**Work required:**
Check every line of the data below for the word "blossom". Copy the ones that have it.

BEGIN Exercise material

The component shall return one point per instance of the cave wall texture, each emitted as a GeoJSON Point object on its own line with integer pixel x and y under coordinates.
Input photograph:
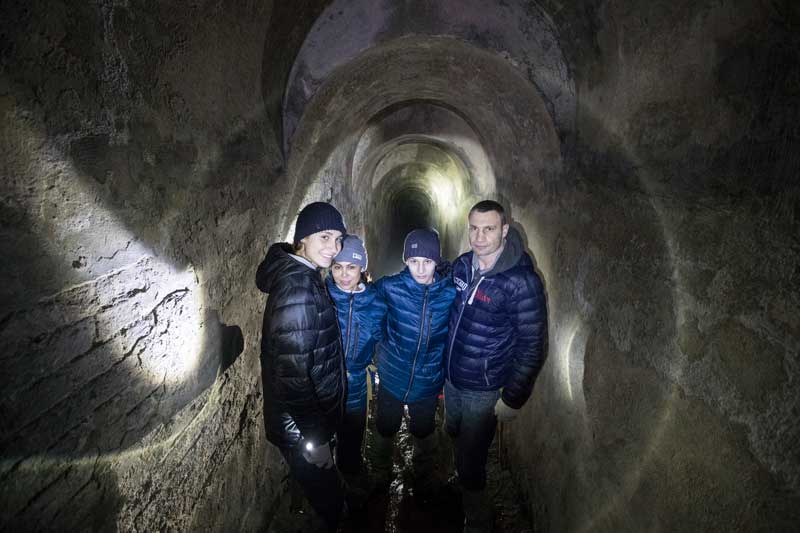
{"type": "Point", "coordinates": [137, 155]}
{"type": "Point", "coordinates": [648, 150]}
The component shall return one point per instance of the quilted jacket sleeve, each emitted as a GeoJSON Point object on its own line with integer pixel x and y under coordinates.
{"type": "Point", "coordinates": [294, 332]}
{"type": "Point", "coordinates": [529, 318]}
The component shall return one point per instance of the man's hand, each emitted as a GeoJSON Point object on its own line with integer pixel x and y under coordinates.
{"type": "Point", "coordinates": [503, 412]}
{"type": "Point", "coordinates": [319, 456]}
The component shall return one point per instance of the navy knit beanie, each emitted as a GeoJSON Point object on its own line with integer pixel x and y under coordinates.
{"type": "Point", "coordinates": [353, 251]}
{"type": "Point", "coordinates": [315, 217]}
{"type": "Point", "coordinates": [422, 243]}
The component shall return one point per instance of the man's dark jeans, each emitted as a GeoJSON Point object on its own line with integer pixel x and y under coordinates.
{"type": "Point", "coordinates": [390, 415]}
{"type": "Point", "coordinates": [349, 439]}
{"type": "Point", "coordinates": [471, 423]}
{"type": "Point", "coordinates": [323, 487]}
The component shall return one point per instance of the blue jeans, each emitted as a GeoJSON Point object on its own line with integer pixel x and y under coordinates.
{"type": "Point", "coordinates": [470, 421]}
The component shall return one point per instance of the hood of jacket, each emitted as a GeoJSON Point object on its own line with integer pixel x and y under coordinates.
{"type": "Point", "coordinates": [513, 251]}
{"type": "Point", "coordinates": [278, 263]}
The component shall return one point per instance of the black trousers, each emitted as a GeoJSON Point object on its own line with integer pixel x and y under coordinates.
{"type": "Point", "coordinates": [349, 439]}
{"type": "Point", "coordinates": [390, 415]}
{"type": "Point", "coordinates": [323, 487]}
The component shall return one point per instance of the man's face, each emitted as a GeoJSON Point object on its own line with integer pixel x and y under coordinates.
{"type": "Point", "coordinates": [422, 269]}
{"type": "Point", "coordinates": [486, 232]}
{"type": "Point", "coordinates": [346, 275]}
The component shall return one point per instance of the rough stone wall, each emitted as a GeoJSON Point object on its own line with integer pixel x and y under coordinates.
{"type": "Point", "coordinates": [136, 155]}
{"type": "Point", "coordinates": [670, 253]}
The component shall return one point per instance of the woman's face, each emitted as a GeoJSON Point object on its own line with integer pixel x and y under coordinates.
{"type": "Point", "coordinates": [421, 269]}
{"type": "Point", "coordinates": [321, 247]}
{"type": "Point", "coordinates": [346, 275]}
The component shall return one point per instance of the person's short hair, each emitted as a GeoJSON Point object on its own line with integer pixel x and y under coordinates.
{"type": "Point", "coordinates": [484, 206]}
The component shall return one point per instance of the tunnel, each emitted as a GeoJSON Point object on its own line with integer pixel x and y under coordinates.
{"type": "Point", "coordinates": [647, 151]}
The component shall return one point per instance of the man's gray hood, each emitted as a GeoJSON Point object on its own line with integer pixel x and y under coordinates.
{"type": "Point", "coordinates": [511, 254]}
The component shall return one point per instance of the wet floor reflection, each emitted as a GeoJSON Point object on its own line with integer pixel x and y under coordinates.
{"type": "Point", "coordinates": [399, 511]}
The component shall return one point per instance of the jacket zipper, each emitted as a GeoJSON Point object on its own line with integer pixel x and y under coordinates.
{"type": "Point", "coordinates": [349, 327]}
{"type": "Point", "coordinates": [458, 321]}
{"type": "Point", "coordinates": [419, 343]}
{"type": "Point", "coordinates": [342, 367]}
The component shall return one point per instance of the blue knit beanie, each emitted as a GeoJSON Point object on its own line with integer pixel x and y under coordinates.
{"type": "Point", "coordinates": [353, 251]}
{"type": "Point", "coordinates": [422, 243]}
{"type": "Point", "coordinates": [316, 217]}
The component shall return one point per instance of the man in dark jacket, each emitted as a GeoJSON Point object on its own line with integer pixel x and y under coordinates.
{"type": "Point", "coordinates": [498, 329]}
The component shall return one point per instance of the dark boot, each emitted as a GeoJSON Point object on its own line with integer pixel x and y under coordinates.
{"type": "Point", "coordinates": [382, 452]}
{"type": "Point", "coordinates": [358, 487]}
{"type": "Point", "coordinates": [477, 511]}
{"type": "Point", "coordinates": [423, 462]}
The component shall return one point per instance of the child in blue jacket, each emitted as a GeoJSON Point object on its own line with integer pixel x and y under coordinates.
{"type": "Point", "coordinates": [410, 357]}
{"type": "Point", "coordinates": [362, 316]}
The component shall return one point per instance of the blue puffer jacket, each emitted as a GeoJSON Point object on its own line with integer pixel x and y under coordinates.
{"type": "Point", "coordinates": [410, 355]}
{"type": "Point", "coordinates": [362, 320]}
{"type": "Point", "coordinates": [498, 325]}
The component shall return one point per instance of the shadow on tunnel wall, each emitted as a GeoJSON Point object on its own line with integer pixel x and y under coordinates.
{"type": "Point", "coordinates": [128, 222]}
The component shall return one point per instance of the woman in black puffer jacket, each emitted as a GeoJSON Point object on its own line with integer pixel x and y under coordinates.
{"type": "Point", "coordinates": [302, 364]}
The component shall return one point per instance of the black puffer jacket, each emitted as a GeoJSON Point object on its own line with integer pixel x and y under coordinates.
{"type": "Point", "coordinates": [302, 366]}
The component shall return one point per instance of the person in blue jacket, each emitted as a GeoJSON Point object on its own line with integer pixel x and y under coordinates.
{"type": "Point", "coordinates": [362, 317]}
{"type": "Point", "coordinates": [497, 346]}
{"type": "Point", "coordinates": [410, 358]}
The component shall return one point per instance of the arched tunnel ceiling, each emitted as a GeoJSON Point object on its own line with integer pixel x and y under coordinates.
{"type": "Point", "coordinates": [427, 123]}
{"type": "Point", "coordinates": [519, 33]}
{"type": "Point", "coordinates": [505, 110]}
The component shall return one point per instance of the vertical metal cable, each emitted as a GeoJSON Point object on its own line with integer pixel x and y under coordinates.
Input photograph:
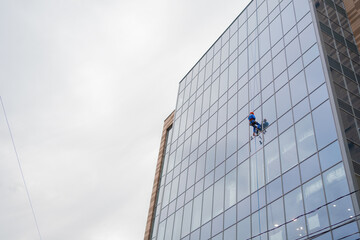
{"type": "Point", "coordinates": [22, 174]}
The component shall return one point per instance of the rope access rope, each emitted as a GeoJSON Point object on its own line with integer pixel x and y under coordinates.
{"type": "Point", "coordinates": [21, 171]}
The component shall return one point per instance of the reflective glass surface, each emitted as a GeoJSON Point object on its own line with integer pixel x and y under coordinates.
{"type": "Point", "coordinates": [220, 182]}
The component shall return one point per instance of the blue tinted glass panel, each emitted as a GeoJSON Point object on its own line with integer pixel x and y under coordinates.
{"type": "Point", "coordinates": [273, 190]}
{"type": "Point", "coordinates": [307, 38]}
{"type": "Point", "coordinates": [288, 18]}
{"type": "Point", "coordinates": [330, 155]}
{"type": "Point", "coordinates": [291, 179]}
{"type": "Point", "coordinates": [301, 8]}
{"type": "Point", "coordinates": [275, 30]}
{"type": "Point", "coordinates": [275, 218]}
{"type": "Point", "coordinates": [318, 96]}
{"type": "Point", "coordinates": [298, 88]}
{"type": "Point", "coordinates": [279, 63]}
{"type": "Point", "coordinates": [230, 217]}
{"type": "Point", "coordinates": [230, 234]}
{"type": "Point", "coordinates": [257, 171]}
{"type": "Point", "coordinates": [243, 229]}
{"type": "Point", "coordinates": [293, 51]}
{"type": "Point", "coordinates": [309, 168]}
{"type": "Point", "coordinates": [324, 125]}
{"type": "Point", "coordinates": [283, 102]}
{"type": "Point", "coordinates": [305, 138]}
{"type": "Point", "coordinates": [272, 160]}
{"type": "Point", "coordinates": [314, 75]}
{"type": "Point", "coordinates": [288, 150]}
{"type": "Point", "coordinates": [243, 208]}
{"type": "Point", "coordinates": [313, 198]}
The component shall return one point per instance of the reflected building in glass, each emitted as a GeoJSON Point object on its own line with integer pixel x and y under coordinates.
{"type": "Point", "coordinates": [295, 63]}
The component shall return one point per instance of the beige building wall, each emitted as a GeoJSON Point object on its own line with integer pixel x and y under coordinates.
{"type": "Point", "coordinates": [353, 12]}
{"type": "Point", "coordinates": [167, 124]}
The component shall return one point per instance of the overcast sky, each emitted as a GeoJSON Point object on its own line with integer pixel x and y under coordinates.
{"type": "Point", "coordinates": [87, 86]}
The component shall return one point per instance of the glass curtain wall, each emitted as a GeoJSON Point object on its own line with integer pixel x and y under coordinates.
{"type": "Point", "coordinates": [219, 184]}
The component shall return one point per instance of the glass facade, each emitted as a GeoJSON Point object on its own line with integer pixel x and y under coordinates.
{"type": "Point", "coordinates": [216, 182]}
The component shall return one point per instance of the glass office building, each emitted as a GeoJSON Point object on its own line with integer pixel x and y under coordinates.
{"type": "Point", "coordinates": [295, 63]}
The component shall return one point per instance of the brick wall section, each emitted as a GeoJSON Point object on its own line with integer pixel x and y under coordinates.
{"type": "Point", "coordinates": [167, 123]}
{"type": "Point", "coordinates": [353, 12]}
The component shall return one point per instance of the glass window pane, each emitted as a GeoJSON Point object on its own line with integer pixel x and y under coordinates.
{"type": "Point", "coordinates": [279, 63]}
{"type": "Point", "coordinates": [243, 180]}
{"type": "Point", "coordinates": [314, 75]}
{"type": "Point", "coordinates": [288, 150]}
{"type": "Point", "coordinates": [230, 189]}
{"type": "Point", "coordinates": [307, 38]}
{"type": "Point", "coordinates": [259, 222]}
{"type": "Point", "coordinates": [288, 18]}
{"type": "Point", "coordinates": [301, 8]}
{"type": "Point", "coordinates": [293, 204]}
{"type": "Point", "coordinates": [186, 219]}
{"type": "Point", "coordinates": [243, 208]}
{"type": "Point", "coordinates": [243, 132]}
{"type": "Point", "coordinates": [243, 229]}
{"type": "Point", "coordinates": [272, 160]}
{"type": "Point", "coordinates": [293, 51]}
{"type": "Point", "coordinates": [276, 218]}
{"type": "Point", "coordinates": [324, 125]}
{"type": "Point", "coordinates": [206, 231]}
{"type": "Point", "coordinates": [161, 230]}
{"type": "Point", "coordinates": [283, 102]}
{"type": "Point", "coordinates": [268, 91]}
{"type": "Point", "coordinates": [266, 75]}
{"type": "Point", "coordinates": [177, 224]}
{"type": "Point", "coordinates": [281, 81]}
{"type": "Point", "coordinates": [285, 121]}
{"type": "Point", "coordinates": [336, 185]}
{"type": "Point", "coordinates": [230, 217]}
{"type": "Point", "coordinates": [293, 209]}
{"type": "Point", "coordinates": [264, 41]}
{"type": "Point", "coordinates": [196, 215]}
{"type": "Point", "coordinates": [218, 197]}
{"type": "Point", "coordinates": [269, 111]}
{"type": "Point", "coordinates": [309, 168]}
{"type": "Point", "coordinates": [298, 88]}
{"type": "Point", "coordinates": [311, 54]}
{"type": "Point", "coordinates": [258, 200]}
{"type": "Point", "coordinates": [207, 205]}
{"type": "Point", "coordinates": [231, 142]}
{"type": "Point", "coordinates": [230, 233]}
{"type": "Point", "coordinates": [330, 155]}
{"type": "Point", "coordinates": [252, 23]}
{"type": "Point", "coordinates": [318, 96]}
{"type": "Point", "coordinates": [217, 224]}
{"type": "Point", "coordinates": [243, 96]}
{"type": "Point", "coordinates": [275, 30]}
{"type": "Point", "coordinates": [348, 229]}
{"type": "Point", "coordinates": [313, 198]}
{"type": "Point", "coordinates": [291, 179]}
{"type": "Point", "coordinates": [305, 138]}
{"type": "Point", "coordinates": [273, 190]}
{"type": "Point", "coordinates": [257, 171]}
{"type": "Point", "coordinates": [301, 109]}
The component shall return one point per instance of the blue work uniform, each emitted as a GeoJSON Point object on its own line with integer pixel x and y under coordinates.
{"type": "Point", "coordinates": [254, 123]}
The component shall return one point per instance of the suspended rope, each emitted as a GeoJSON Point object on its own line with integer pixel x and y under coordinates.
{"type": "Point", "coordinates": [257, 187]}
{"type": "Point", "coordinates": [21, 171]}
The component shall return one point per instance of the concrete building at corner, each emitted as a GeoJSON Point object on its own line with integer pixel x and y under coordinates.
{"type": "Point", "coordinates": [296, 64]}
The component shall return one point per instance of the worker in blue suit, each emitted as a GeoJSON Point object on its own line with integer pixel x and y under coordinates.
{"type": "Point", "coordinates": [252, 121]}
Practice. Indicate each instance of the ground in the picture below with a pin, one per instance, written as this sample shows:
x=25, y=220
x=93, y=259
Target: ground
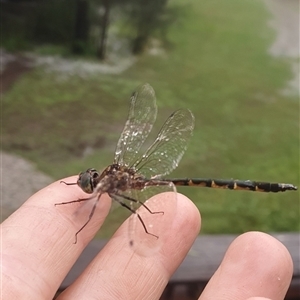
x=285, y=22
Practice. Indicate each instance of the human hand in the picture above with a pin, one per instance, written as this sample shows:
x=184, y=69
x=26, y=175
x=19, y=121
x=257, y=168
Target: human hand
x=38, y=251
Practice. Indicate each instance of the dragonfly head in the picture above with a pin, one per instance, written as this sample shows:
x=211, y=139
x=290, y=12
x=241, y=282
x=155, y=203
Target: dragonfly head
x=88, y=180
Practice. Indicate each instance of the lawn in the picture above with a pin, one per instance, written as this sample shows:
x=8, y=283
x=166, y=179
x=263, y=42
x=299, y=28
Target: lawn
x=218, y=66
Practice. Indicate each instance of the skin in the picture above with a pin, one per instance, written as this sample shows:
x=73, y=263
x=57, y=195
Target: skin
x=38, y=250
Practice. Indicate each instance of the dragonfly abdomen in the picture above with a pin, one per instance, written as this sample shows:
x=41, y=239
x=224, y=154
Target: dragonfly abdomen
x=234, y=184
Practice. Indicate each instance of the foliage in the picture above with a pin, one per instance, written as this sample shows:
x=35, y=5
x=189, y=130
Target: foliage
x=218, y=67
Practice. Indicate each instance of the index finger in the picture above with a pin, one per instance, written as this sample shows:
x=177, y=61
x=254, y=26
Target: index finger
x=38, y=241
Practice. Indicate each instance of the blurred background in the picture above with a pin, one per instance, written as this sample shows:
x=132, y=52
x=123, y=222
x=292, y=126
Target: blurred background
x=68, y=69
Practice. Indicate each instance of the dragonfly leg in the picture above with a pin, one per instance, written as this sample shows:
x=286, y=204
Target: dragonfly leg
x=133, y=211
x=89, y=218
x=74, y=201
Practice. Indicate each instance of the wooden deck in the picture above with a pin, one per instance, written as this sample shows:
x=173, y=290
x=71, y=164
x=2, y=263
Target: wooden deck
x=200, y=264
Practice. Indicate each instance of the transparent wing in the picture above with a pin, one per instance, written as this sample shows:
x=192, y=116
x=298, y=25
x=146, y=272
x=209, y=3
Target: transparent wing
x=164, y=154
x=141, y=117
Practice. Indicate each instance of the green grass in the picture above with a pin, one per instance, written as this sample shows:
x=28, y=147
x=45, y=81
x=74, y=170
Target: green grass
x=218, y=66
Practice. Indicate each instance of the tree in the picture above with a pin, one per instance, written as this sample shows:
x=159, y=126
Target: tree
x=145, y=16
x=81, y=28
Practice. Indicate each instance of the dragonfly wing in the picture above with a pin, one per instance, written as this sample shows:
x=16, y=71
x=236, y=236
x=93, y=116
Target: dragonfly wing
x=141, y=117
x=164, y=154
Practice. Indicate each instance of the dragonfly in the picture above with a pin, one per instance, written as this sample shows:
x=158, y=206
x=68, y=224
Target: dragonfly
x=132, y=178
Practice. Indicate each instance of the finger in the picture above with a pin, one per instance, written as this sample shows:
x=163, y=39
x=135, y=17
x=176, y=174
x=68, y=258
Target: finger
x=119, y=272
x=255, y=265
x=38, y=241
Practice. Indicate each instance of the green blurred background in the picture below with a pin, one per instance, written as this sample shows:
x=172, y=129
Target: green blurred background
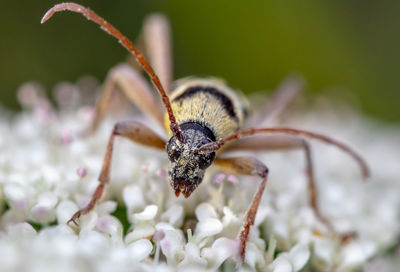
x=342, y=47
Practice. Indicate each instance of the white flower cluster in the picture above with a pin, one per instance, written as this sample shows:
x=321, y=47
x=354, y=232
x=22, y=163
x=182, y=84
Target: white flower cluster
x=48, y=171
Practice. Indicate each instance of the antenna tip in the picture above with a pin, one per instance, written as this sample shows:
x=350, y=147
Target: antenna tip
x=47, y=16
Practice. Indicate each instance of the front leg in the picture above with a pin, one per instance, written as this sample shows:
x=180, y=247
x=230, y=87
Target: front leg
x=135, y=132
x=134, y=87
x=246, y=166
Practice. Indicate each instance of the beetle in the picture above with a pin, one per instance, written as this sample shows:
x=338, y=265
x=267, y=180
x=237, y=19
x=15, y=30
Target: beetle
x=204, y=118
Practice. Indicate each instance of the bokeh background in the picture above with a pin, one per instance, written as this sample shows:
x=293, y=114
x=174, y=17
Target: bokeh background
x=342, y=48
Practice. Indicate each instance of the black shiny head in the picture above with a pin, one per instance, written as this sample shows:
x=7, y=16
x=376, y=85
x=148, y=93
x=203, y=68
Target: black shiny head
x=187, y=165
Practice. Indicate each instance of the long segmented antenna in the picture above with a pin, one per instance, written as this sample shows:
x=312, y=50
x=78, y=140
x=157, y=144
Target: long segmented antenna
x=107, y=27
x=214, y=146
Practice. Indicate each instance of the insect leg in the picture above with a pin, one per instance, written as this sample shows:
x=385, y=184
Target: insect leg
x=246, y=166
x=134, y=87
x=135, y=132
x=287, y=92
x=285, y=142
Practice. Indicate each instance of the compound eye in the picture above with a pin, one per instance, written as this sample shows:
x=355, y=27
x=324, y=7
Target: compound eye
x=173, y=152
x=174, y=155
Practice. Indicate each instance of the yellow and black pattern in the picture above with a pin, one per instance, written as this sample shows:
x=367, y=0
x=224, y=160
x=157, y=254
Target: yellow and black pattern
x=208, y=102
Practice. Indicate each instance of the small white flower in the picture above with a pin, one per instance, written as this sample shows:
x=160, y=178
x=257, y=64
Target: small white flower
x=48, y=172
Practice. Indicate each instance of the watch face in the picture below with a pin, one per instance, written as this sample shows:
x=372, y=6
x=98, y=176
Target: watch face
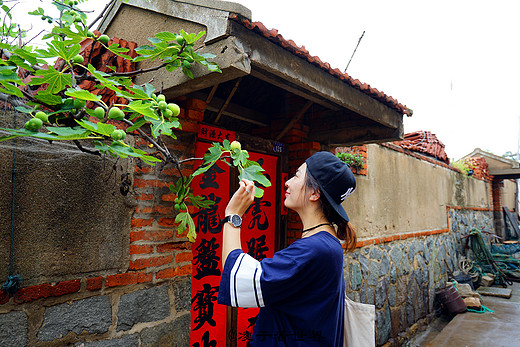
x=236, y=220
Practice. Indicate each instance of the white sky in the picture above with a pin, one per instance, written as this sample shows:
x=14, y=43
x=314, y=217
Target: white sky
x=454, y=63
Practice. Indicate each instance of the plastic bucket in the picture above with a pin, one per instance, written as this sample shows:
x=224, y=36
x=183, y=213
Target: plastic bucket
x=464, y=278
x=451, y=300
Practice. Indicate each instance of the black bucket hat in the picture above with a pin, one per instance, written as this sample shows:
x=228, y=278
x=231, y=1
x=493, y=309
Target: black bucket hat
x=334, y=177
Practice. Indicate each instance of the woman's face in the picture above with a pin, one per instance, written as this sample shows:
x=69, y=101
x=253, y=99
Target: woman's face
x=295, y=192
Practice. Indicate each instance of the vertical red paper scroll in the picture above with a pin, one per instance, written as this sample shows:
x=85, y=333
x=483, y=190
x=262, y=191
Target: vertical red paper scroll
x=208, y=319
x=258, y=236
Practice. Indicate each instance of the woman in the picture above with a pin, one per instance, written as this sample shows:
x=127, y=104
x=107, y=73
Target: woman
x=301, y=289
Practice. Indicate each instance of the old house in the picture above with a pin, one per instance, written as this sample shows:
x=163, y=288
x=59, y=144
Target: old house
x=111, y=269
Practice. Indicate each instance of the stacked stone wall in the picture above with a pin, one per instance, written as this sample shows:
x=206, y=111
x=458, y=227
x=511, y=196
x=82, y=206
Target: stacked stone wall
x=400, y=277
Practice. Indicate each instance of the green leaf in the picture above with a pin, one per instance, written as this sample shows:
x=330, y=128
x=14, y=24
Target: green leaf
x=82, y=94
x=67, y=131
x=214, y=153
x=99, y=127
x=200, y=202
x=254, y=173
x=185, y=221
x=143, y=108
x=162, y=127
x=57, y=80
x=139, y=123
x=47, y=98
x=259, y=192
x=24, y=109
x=165, y=36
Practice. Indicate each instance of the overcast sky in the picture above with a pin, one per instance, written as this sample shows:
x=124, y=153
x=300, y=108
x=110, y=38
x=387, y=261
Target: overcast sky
x=454, y=63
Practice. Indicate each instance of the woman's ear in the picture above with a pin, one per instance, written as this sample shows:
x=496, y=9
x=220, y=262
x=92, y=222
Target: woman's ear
x=315, y=195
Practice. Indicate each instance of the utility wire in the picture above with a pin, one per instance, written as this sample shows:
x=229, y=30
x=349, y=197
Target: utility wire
x=355, y=49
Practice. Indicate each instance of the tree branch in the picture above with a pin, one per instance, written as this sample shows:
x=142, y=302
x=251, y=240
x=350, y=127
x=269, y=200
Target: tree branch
x=164, y=151
x=86, y=150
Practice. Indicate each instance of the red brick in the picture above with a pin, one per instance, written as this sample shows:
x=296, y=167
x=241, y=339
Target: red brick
x=305, y=146
x=144, y=263
x=145, y=197
x=174, y=172
x=94, y=283
x=195, y=104
x=169, y=197
x=143, y=169
x=4, y=297
x=141, y=249
x=143, y=209
x=184, y=256
x=189, y=126
x=173, y=246
x=195, y=115
x=140, y=222
x=174, y=272
x=166, y=222
x=163, y=209
x=142, y=183
x=48, y=290
x=157, y=235
x=128, y=278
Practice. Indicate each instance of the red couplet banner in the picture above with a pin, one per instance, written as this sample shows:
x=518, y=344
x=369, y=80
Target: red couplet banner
x=258, y=236
x=208, y=319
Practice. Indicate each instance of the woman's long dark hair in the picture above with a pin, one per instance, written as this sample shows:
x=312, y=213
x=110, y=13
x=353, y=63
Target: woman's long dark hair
x=345, y=230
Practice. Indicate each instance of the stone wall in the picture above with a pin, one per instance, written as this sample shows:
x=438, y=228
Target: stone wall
x=400, y=277
x=134, y=316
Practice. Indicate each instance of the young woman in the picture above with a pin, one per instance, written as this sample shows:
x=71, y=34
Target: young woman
x=301, y=289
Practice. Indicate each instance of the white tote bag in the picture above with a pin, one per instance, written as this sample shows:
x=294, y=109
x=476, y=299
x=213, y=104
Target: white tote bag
x=359, y=324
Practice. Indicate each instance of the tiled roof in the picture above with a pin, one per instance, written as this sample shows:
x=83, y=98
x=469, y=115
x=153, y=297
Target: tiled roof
x=424, y=142
x=273, y=36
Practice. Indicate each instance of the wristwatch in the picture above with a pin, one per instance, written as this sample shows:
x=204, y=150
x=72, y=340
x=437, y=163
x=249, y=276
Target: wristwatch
x=234, y=219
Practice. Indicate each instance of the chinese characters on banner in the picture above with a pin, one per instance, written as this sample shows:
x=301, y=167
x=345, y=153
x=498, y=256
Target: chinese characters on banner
x=214, y=134
x=258, y=237
x=208, y=319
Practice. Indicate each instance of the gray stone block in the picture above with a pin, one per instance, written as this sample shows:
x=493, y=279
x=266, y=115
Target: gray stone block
x=173, y=334
x=385, y=265
x=405, y=267
x=370, y=295
x=393, y=274
x=182, y=294
x=381, y=293
x=411, y=251
x=363, y=261
x=145, y=305
x=93, y=315
x=396, y=254
x=124, y=341
x=363, y=296
x=84, y=229
x=355, y=276
x=373, y=275
x=392, y=295
x=376, y=253
x=13, y=329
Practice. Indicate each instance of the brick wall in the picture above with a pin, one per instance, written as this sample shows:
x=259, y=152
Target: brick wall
x=158, y=271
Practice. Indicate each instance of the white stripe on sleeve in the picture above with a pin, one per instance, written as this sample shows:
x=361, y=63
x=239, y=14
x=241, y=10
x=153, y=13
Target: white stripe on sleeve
x=244, y=283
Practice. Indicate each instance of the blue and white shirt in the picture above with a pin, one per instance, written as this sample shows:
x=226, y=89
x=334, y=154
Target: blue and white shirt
x=300, y=291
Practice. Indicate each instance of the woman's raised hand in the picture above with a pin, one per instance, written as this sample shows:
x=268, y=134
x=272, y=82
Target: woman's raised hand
x=242, y=199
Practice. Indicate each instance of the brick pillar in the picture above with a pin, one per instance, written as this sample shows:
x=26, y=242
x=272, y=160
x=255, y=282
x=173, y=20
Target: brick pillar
x=496, y=191
x=155, y=246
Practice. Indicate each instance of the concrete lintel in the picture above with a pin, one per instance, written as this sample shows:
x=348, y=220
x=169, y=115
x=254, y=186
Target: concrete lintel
x=213, y=14
x=230, y=59
x=505, y=173
x=357, y=135
x=310, y=79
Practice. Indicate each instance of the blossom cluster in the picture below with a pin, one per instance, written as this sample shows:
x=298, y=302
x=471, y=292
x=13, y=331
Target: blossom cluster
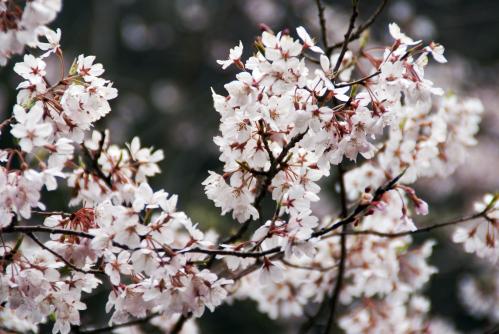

END Exercise material

**Solution to this exercise:**
Practice. Indicate each instance of the blossom cluster in the picture below with a pin, one per instance, written as this sample shows:
Target: blossom cluster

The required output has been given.